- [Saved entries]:
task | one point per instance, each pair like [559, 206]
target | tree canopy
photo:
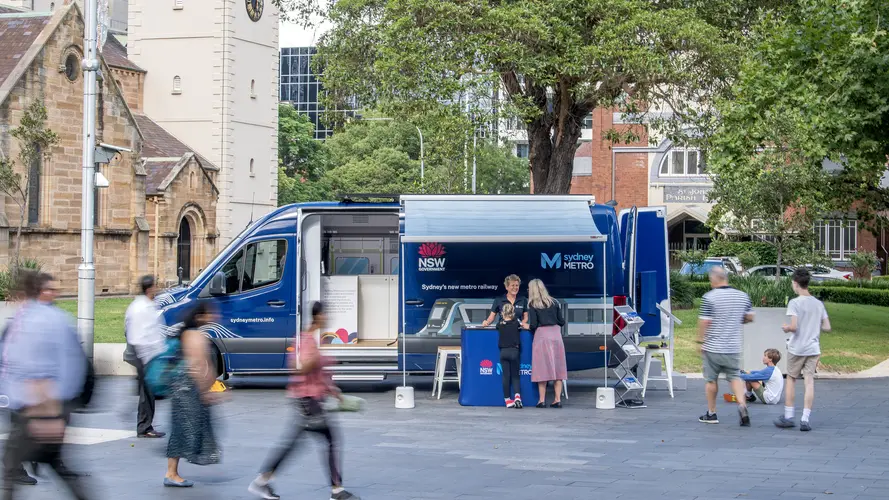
[813, 87]
[380, 155]
[549, 62]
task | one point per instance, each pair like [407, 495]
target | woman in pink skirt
[548, 353]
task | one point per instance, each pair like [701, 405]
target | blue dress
[192, 437]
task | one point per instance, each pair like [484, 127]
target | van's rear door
[647, 263]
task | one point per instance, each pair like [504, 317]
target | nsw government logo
[568, 262]
[432, 257]
[486, 367]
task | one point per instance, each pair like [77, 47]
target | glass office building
[301, 88]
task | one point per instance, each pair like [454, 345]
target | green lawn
[109, 317]
[858, 340]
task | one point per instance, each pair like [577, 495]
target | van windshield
[216, 260]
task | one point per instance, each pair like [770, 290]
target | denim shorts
[716, 363]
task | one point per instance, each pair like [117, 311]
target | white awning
[521, 218]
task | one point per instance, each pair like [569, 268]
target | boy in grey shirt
[808, 318]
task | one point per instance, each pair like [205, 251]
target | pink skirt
[548, 355]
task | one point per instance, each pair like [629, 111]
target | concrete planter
[765, 333]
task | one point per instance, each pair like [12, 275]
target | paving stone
[440, 450]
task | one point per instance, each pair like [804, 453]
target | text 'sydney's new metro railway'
[402, 278]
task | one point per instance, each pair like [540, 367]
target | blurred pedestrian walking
[44, 374]
[724, 311]
[309, 387]
[15, 299]
[144, 335]
[179, 368]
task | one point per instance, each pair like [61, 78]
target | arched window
[72, 67]
[682, 162]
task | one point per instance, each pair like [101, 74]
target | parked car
[819, 273]
[703, 269]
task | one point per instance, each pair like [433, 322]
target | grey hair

- [What the exercise asks]:
The copy you return must match the records above exactly, minus any images.

- [Problem solution]:
task | one point per instance, each pair like [559, 206]
target | tree canopy
photo:
[813, 87]
[380, 155]
[549, 62]
task | one point per instance, each pair like [407, 495]
target | woman in pink skirt
[548, 353]
task | one point per instance, each pair like [701, 405]
target | blue dress
[192, 437]
task | one point per instance, each pair like [484, 127]
target | van's rear door
[647, 263]
task | one point per instance, each pair like [504, 317]
target | nsw government logo
[568, 262]
[432, 257]
[486, 367]
task | one point per instance, each pair like [77, 47]
target | glass office building
[301, 88]
task | one point per instance, each pair like [454, 345]
target | green lawn
[109, 317]
[858, 340]
task | one point per instance, each pair like [577, 495]
target | van windshield
[216, 260]
task | one point per instance, each pair like [770, 290]
target | denim shorts
[716, 363]
task | one point per instance, each pair like [117, 311]
target | white awning
[521, 218]
task | one point per instance, each pair like [569, 268]
target | boy in grey shirt
[808, 318]
task | one point per instance, each pair like [205, 251]
target | pink skirt
[548, 355]
task | one point per instance, each pair like [629, 111]
target | concrete planter
[765, 333]
task | one point per instance, each pair like [12, 275]
target | paving stone
[440, 450]
task | one point per instance, each pair like [804, 453]
target | text 'sydney's new metro railway'
[402, 278]
task | one point per instance, each pair like [540, 367]
target | blurred pedestrian walking
[44, 374]
[724, 311]
[309, 387]
[15, 299]
[144, 335]
[179, 368]
task | one point per instance, each pair like [61, 78]
target | arched window
[72, 67]
[682, 162]
task | one point per instance, each pair like [101, 74]
target | parked car
[819, 273]
[703, 269]
task | one point per instance, each pair like [433, 322]
target | grey hair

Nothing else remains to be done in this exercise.